В переписной книге царской Оружейной казны 1687 г.:

«Шапка Ерихонская булат красной, по булату венец и ушки наведены травы по нарезке золотой, у каймы под венцом опушка золотая чеканная, в опушке в венце восемь камешков червчатых, да восемь лазоревых смазней, да в венце над ушьми по лалику; уши прорезные, на ушках на прорезке по лалу; опушка около ушей серебреная, в опушке в обоих ушах по шти бирюзок да по шти искорок яхонтовых и лаликовых; в ушах же по колечку привязному золотому; у затылка кайма, около наведены сусальным золотом; у затылка ж три чепи серебреные золоченые; в затылках же по краям семь гвоздей серебреных золоченых окрепочных, чем окреплена подкладка; на носу наведены травы чеадайские по нарезке золотом, наверху зерно бурмицкое; подвершье травы мелкие чеадайские наведены золотом по нарезке; городок золотой наведен финифты розными на фряское дело; подкладка отлас червчат; завязки у тое шапки отлас желтой; на затылке бывало золочено сусальным золотом; в золотом венце шесть мест порозших выпалых камышков; в прежних переписных книгах под тою статьею написано по сказке мастеров: „бывала та шапка Кучумовская, ударил челом Государю Борис Петрович Шереметев“.

А по нынешней переписи рч`є года (1687) и по осмотру, та шапка против прежних переписных книг сошлась, завязок нет, цена двести двадцать рублев; а в прежней описной книге написана вторая»[6].

Князя Ф. И. Мстиславского

Шапка Ерихонская (шлем) князя Федора Ивановича Мстиславского — Турция, XVI в. Булатная сталь, серебро, рубины, бирюза, ткань; ковка, чеканка, насечка золотом, резьба. «Колпак шапки сравнительно невысокий, граненый. Насечка золотом с особенным вкусом исполнена на козырьке и назатыльнике: в „ковровый“, золотой по темному булатному фону, растительный орнамент введены фигурные клейма с „обратным“ колористическим решением — это темный орнамент по золотому фону. Ерихонская шапка значится в „Росписи, что взято в Государеву казну после смерти князя Ивана Федоровича Мстиславского 130 (1622) году апреля в 3-й день“. В оружейной казне российских государей она имела очень высокий статус. В Переписной книге 1686/87 г. была оценена в 330 рублей и среди всех ерихонских шапок помещена на третьей позиции, причем тут же отмечено, что в „прежней описной книге“ она была „написана первою“. В 1654—1656 гг. ерихонка сопровождала царя Алексея Михайловича в Смоленском и Рижском походах»[7].

Данные для задания:
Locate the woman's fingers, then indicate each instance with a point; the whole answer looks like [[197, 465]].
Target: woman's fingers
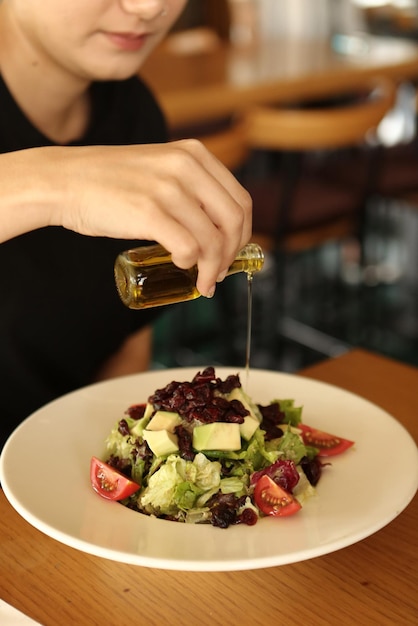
[[177, 194]]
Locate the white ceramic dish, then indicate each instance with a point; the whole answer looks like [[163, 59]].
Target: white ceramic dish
[[45, 476]]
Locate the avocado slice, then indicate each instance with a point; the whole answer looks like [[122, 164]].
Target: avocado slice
[[161, 442], [217, 436], [164, 420]]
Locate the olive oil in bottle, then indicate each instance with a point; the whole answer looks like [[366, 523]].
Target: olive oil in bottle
[[147, 277]]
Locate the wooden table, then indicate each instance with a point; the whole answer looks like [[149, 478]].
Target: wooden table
[[373, 582], [198, 87]]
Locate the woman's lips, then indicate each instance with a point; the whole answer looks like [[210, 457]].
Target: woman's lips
[[127, 41]]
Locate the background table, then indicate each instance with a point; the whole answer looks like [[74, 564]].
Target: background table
[[198, 87], [372, 582]]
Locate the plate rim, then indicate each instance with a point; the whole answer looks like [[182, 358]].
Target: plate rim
[[190, 564]]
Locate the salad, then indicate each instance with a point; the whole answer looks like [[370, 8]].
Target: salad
[[204, 452]]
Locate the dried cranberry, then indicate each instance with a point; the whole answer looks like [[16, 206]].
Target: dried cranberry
[[248, 517], [123, 428], [136, 411], [312, 469]]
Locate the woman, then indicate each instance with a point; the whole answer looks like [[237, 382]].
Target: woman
[[73, 118]]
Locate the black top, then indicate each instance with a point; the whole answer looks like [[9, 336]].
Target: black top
[[60, 315]]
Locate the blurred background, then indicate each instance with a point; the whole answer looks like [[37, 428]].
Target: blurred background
[[329, 284]]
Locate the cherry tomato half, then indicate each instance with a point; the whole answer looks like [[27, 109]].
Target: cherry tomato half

Набор заданий:
A) Перепиши дословно строки: всё от самой первой строки вниз до строки с «[[373, 582], [198, 87]]» включительно. Картинки в ответ не включай.
B) Продолжи текст об ерихонских шапках после его последнего предложения.
Текст и строки никак не связаны между собой.

Ответы на задания:
A)
Locate the woman's fingers, then indicate each instance with a point; the whole answer looks like [[197, 465]].
Target: woman's fingers
[[177, 194]]
Locate the white ceramic dish, then indicate each instance with a point; the whole answer looks like [[163, 59]].
Target: white ceramic dish
[[45, 476]]
Locate the avocado slice, then indicate each instance with a point; the whole answer looks like [[122, 164]].
Target: avocado slice
[[161, 442], [217, 436], [164, 420]]
Locate the olive oil in bottle, then indicate each instance with a point; the whole answer looks like [[366, 523]].
Target: olive oil in bottle
[[147, 277]]
Locate the wooden table, then indicate each instance with a point; the whole answer looks like [[149, 478]].
Target: wooden table
[[373, 582], [198, 87]]

B)
Примечание. Прежние ярлыки, бывшие на ерихонских шапках князя Ф. И. Мстиславского, боярина Прончищева и Алексея Михайловича Львова, вероятно, были перемешаны, а потому и на рисунках подписи, по поверке с описными книгами 1687-го и 1701 г., оказались ошибочны: ерихонская шапка вывоза Прончищева названа шапкой князя Ф. И. Мстиславского, а шапка Мстиславского шлемом царя Алексея Михайловича.

Изображенная на рисунках № 10, 11 ерихонская шапка, по описи Оружейной палаты 1835 г., означена под № 6; она из красного булата, от венца до вершины отерта продольными плоскими гранями, поперек которых сделаны три узких пояска в виде обручиков: один вверху венца, другой посредине тульца, третий разделяет на две части тулью между граненой, украшающей верх шишечкой и средним ободком. Верхушка и края венца, также местами щиток, наушни и затылок, состоящий из одной пластины, наведены золотом. На верхушке носа и посредине венца золотая подпись, состоящая из арабских букв. На тулье и щитке гвоздей серебряных с рубчатыми головками десять, да малых горошчатых сорок два. По наушням и затылку гвоздей с дорожчатыми головками десять, горошчатых золоченых и не золоченых — двести сорок два. Затылок состоит из одной выгнутой пластины, прикрепленной тремя серебряными цепочками. Вся шапка подбита красным, стеганным на хлопчатой бумаге атласом. При ней для подвязки четыре лопасти атласных же, из них две красные и две желтые.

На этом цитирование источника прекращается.